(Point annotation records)
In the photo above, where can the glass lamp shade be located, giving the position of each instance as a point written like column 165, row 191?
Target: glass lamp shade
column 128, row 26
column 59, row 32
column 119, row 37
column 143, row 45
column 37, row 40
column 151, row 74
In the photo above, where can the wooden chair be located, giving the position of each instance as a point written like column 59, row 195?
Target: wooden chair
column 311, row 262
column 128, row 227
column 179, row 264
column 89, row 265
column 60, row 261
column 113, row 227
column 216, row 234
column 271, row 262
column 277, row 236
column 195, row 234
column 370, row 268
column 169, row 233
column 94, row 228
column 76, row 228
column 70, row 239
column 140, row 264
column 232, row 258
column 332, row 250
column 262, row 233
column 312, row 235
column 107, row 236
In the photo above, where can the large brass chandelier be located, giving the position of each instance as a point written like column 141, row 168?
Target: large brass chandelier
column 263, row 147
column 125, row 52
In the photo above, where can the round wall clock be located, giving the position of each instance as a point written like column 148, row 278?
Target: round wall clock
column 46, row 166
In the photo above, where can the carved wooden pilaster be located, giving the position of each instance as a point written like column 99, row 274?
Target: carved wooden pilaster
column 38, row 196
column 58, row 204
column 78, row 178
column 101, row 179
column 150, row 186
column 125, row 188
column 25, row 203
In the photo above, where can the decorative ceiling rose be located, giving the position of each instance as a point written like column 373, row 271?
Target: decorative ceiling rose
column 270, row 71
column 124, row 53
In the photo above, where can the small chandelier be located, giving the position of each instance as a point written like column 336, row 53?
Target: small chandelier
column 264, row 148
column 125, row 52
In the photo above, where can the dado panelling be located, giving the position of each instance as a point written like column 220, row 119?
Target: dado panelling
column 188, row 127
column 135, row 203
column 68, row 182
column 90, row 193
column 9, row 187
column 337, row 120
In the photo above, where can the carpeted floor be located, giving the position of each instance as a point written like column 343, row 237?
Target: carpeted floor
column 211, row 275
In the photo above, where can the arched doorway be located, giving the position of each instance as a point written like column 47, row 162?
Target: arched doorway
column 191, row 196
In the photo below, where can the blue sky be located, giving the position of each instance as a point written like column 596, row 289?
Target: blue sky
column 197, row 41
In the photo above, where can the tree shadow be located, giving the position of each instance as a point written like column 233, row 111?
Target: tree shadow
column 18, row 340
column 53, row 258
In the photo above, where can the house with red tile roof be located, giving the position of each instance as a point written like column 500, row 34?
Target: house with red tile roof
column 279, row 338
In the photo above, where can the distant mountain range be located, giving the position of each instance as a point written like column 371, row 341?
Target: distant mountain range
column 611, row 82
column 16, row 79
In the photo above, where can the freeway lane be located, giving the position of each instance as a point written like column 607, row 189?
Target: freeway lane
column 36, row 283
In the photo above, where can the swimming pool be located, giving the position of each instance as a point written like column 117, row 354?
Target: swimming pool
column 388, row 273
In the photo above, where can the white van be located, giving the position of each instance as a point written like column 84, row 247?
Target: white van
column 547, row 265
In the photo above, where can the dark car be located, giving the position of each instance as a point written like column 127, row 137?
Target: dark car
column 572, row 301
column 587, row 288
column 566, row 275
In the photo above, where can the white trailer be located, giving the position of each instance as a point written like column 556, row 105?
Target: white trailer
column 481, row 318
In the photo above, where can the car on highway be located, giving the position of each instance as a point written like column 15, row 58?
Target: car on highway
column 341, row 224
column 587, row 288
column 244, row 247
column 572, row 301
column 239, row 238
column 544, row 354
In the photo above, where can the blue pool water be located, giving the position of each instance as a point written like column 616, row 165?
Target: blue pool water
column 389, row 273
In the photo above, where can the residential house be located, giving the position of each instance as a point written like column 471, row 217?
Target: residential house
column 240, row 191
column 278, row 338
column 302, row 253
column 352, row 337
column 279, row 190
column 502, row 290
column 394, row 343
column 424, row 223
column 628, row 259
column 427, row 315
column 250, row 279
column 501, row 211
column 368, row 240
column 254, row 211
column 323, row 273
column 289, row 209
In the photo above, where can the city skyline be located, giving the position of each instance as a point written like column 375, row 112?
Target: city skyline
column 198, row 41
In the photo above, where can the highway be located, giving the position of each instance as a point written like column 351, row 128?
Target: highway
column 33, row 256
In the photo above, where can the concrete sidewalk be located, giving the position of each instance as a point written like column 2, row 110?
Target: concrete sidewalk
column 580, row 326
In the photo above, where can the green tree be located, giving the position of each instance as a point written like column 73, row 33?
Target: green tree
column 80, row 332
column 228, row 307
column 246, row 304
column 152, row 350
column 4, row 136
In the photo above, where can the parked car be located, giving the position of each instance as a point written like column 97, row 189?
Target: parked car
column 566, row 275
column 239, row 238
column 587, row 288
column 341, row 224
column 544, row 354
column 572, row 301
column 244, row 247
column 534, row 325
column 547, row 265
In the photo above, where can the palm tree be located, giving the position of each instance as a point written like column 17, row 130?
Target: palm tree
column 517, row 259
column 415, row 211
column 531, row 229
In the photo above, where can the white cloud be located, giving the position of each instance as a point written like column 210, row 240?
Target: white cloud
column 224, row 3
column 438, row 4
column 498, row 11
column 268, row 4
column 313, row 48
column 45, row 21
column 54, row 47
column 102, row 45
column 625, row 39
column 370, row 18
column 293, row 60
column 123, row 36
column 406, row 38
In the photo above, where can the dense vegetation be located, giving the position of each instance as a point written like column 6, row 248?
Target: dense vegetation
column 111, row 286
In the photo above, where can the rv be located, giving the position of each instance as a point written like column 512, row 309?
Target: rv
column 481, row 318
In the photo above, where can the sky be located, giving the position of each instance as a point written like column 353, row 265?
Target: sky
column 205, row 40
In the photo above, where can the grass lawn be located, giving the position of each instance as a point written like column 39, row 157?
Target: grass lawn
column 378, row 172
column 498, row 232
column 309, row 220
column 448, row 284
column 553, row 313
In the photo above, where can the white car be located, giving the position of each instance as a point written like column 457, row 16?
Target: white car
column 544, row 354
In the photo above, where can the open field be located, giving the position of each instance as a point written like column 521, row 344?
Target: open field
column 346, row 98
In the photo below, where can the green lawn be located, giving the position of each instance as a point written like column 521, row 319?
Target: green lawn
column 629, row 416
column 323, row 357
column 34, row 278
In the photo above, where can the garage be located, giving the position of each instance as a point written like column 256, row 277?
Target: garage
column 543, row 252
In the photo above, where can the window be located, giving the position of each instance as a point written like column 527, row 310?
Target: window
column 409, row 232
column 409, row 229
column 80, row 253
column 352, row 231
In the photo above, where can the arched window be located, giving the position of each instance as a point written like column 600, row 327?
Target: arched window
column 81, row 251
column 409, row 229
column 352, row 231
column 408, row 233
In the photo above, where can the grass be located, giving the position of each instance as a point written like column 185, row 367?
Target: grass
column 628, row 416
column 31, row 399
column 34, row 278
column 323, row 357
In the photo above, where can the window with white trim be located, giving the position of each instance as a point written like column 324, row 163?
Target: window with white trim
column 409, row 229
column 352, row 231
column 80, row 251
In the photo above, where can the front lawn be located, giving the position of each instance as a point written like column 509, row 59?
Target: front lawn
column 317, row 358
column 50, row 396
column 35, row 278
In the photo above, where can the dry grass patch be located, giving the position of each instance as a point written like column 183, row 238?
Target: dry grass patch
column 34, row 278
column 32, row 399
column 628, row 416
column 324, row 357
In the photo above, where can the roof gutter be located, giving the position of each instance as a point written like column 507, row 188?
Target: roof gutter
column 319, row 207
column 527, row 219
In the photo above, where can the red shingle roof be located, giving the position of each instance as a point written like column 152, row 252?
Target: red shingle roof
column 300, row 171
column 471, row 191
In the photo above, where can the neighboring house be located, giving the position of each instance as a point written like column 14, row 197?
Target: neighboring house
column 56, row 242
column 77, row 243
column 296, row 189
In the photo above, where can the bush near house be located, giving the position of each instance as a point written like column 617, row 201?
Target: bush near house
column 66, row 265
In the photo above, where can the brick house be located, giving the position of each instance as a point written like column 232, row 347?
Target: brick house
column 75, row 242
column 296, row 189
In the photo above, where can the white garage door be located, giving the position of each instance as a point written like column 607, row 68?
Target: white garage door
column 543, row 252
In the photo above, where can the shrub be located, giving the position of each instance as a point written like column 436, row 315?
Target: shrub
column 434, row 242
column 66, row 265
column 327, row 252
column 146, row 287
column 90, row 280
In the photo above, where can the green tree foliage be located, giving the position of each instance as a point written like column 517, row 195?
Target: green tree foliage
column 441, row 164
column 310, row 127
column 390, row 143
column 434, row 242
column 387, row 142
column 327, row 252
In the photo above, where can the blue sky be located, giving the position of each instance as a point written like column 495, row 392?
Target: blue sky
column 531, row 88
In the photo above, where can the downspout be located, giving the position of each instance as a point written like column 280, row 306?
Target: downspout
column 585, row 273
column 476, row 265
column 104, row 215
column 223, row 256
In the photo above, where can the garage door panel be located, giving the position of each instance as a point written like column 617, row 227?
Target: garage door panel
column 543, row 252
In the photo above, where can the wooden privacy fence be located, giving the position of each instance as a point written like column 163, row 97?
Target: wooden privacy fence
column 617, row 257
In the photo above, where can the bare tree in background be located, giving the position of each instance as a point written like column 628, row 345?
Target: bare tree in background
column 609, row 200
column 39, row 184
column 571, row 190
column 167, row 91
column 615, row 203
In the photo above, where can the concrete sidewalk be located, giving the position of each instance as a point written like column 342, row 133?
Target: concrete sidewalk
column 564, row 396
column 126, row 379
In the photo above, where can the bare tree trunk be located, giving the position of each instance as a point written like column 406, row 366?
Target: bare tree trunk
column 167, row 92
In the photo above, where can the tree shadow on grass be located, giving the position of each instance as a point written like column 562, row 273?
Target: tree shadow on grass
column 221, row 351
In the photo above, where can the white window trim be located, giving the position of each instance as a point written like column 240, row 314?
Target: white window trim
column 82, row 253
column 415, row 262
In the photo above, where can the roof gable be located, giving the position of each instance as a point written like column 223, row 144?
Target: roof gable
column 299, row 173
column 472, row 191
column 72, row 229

**Given task:**
Please copy word for word the lines of the records above, starting with the line that contains "2, row 110?" and going on through the line that contains "column 4, row 136".

**Written response:**
In the photo above, where can the concrete sidewalk be located, giving the position of each instance as a point written like column 2, row 110?
Target: concrete sidewalk
column 580, row 326
In the photo above, where can the green tree be located, giving the position of each instance as a point written like column 73, row 33?
Target: green tree
column 80, row 332
column 228, row 307
column 246, row 304
column 152, row 350
column 4, row 136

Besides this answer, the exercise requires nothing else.